### AIM
Reproduce the listing with "small shell" replaced by "seashell", leaving everything else unchanged.

### RECORDS PROVIDED

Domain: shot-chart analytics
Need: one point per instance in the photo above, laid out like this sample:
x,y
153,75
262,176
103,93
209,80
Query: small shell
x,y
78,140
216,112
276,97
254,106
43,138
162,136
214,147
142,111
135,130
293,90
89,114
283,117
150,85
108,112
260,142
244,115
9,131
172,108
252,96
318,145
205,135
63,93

### FINAL RESULT
Domain: shot-chart analytics
Need: one point per instance in the photo above, laid out like this sample:
x,y
153,75
262,176
103,93
209,80
Query: seashell
x,y
78,140
216,112
276,97
254,106
43,138
162,136
214,147
142,111
135,130
293,90
89,114
283,117
150,85
108,112
260,142
244,115
9,131
172,108
252,96
318,145
205,135
63,93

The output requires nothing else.